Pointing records
----

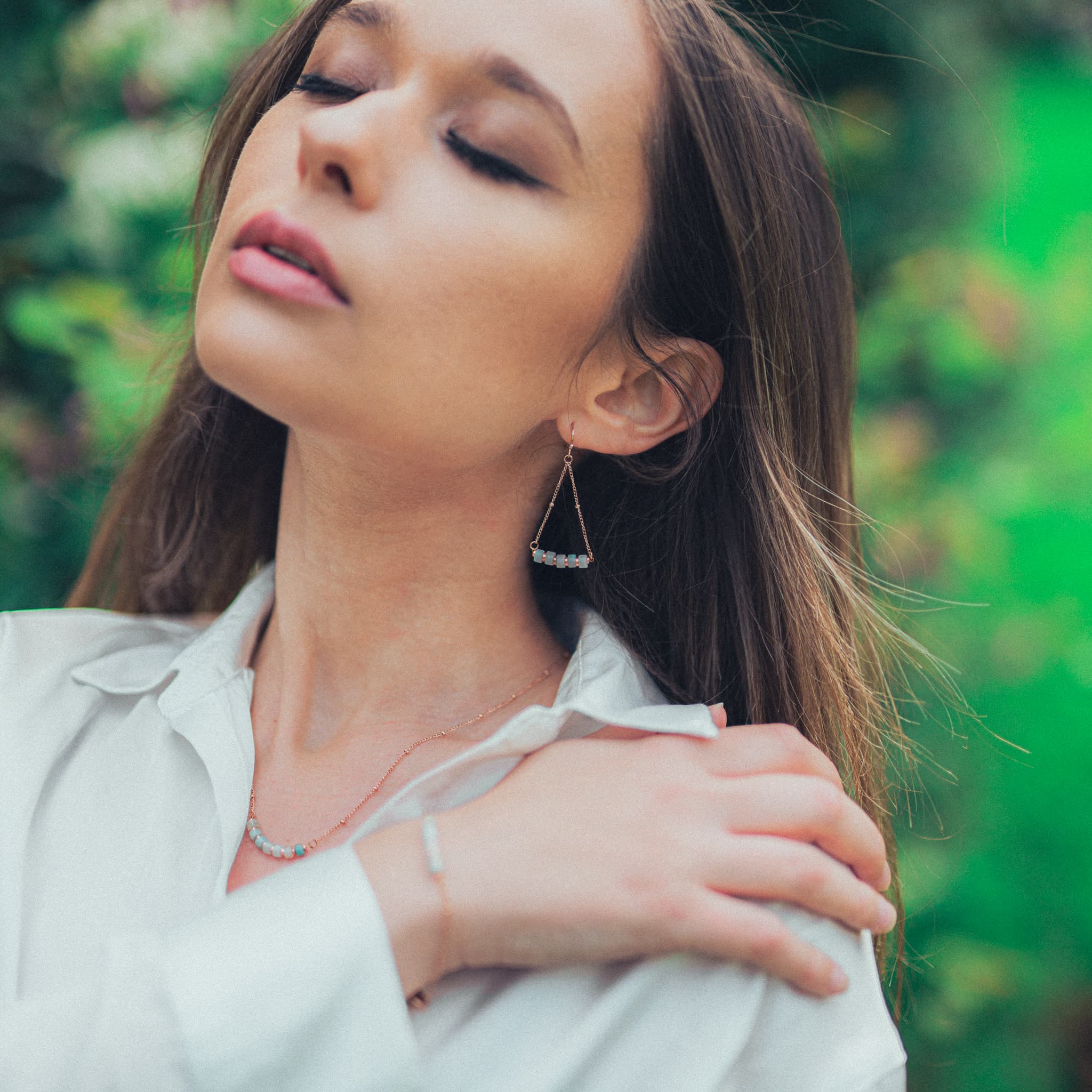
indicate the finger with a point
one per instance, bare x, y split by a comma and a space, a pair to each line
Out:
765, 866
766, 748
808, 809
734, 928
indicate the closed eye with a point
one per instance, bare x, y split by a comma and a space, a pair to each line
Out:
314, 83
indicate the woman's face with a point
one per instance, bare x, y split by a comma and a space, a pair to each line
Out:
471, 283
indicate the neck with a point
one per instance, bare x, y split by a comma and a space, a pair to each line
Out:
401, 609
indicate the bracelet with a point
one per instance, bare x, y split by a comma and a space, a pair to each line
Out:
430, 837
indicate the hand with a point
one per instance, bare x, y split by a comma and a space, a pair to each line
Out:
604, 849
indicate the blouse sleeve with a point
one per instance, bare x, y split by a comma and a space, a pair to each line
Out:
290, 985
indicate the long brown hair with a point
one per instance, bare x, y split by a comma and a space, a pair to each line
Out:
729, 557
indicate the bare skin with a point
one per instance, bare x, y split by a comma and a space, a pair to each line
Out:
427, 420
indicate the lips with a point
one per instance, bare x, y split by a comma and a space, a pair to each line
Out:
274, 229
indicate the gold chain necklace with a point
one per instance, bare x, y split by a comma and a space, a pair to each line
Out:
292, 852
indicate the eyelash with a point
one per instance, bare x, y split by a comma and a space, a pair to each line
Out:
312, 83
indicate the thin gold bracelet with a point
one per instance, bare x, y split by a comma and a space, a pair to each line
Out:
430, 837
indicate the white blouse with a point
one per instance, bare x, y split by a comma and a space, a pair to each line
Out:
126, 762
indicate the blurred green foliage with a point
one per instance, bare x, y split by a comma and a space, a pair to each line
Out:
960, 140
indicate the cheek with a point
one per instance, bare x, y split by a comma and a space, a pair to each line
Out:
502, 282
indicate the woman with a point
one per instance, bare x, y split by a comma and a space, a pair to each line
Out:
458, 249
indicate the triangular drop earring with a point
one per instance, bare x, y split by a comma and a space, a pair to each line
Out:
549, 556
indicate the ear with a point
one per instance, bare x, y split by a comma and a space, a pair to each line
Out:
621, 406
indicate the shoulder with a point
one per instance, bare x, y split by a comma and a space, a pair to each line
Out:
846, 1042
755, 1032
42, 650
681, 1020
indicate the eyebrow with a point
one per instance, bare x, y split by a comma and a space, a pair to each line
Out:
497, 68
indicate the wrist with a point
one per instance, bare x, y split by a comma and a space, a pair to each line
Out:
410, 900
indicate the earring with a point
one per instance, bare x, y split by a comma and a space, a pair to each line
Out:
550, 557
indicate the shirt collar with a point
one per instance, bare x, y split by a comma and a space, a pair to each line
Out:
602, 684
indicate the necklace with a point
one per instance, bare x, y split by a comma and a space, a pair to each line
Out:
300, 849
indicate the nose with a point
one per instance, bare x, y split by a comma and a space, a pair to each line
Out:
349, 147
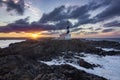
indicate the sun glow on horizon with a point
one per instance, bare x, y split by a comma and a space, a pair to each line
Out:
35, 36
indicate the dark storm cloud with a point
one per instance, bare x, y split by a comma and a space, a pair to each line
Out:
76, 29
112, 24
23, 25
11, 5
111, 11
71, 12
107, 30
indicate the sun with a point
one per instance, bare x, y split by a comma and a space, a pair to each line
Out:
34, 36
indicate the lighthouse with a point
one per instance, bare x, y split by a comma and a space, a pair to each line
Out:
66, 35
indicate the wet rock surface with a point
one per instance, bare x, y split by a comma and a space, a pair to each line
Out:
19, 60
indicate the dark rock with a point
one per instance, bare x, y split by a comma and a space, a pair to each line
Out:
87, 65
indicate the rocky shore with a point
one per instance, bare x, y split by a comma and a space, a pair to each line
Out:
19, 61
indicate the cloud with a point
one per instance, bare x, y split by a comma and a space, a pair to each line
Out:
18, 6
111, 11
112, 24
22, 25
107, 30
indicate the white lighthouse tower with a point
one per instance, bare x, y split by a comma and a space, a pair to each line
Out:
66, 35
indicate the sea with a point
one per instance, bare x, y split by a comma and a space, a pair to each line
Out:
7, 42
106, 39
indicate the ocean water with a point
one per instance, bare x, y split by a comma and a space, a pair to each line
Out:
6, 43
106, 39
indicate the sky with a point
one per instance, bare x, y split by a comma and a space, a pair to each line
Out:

----

Your task:
Copy the records starting at the line that contains "indicate the rocky shore with a point" and ending at the end of the records, substituting "lighthouse" for "white lighthouse tower" and keeping everything else unchanged.

Correct answer:
indicate the rocky shore with a point
one per instance, bare x, y split by a comma and a space, a pair to each line
Out:
19, 61
indicate the cloud with a point
one per instance, bare x, y split by a comma and a space, a pair to each line
Out:
18, 6
111, 11
112, 24
22, 25
107, 30
indicate the lighthouse with a point
one per instance, bare x, y split by a comma and a space, a pair to each line
Out:
66, 35
indicate the sea with a point
one per instance, bare x, y split by a comma and a space, a pair to each line
Out:
7, 42
106, 39
indicate the ocean water with a point
one per instance, bare x, y split by a comma and a space, a pair to each line
Out:
6, 43
106, 39
indicate the sky with a point
one per instance, bare x, y split by a comma and a space, a pair to each line
Out:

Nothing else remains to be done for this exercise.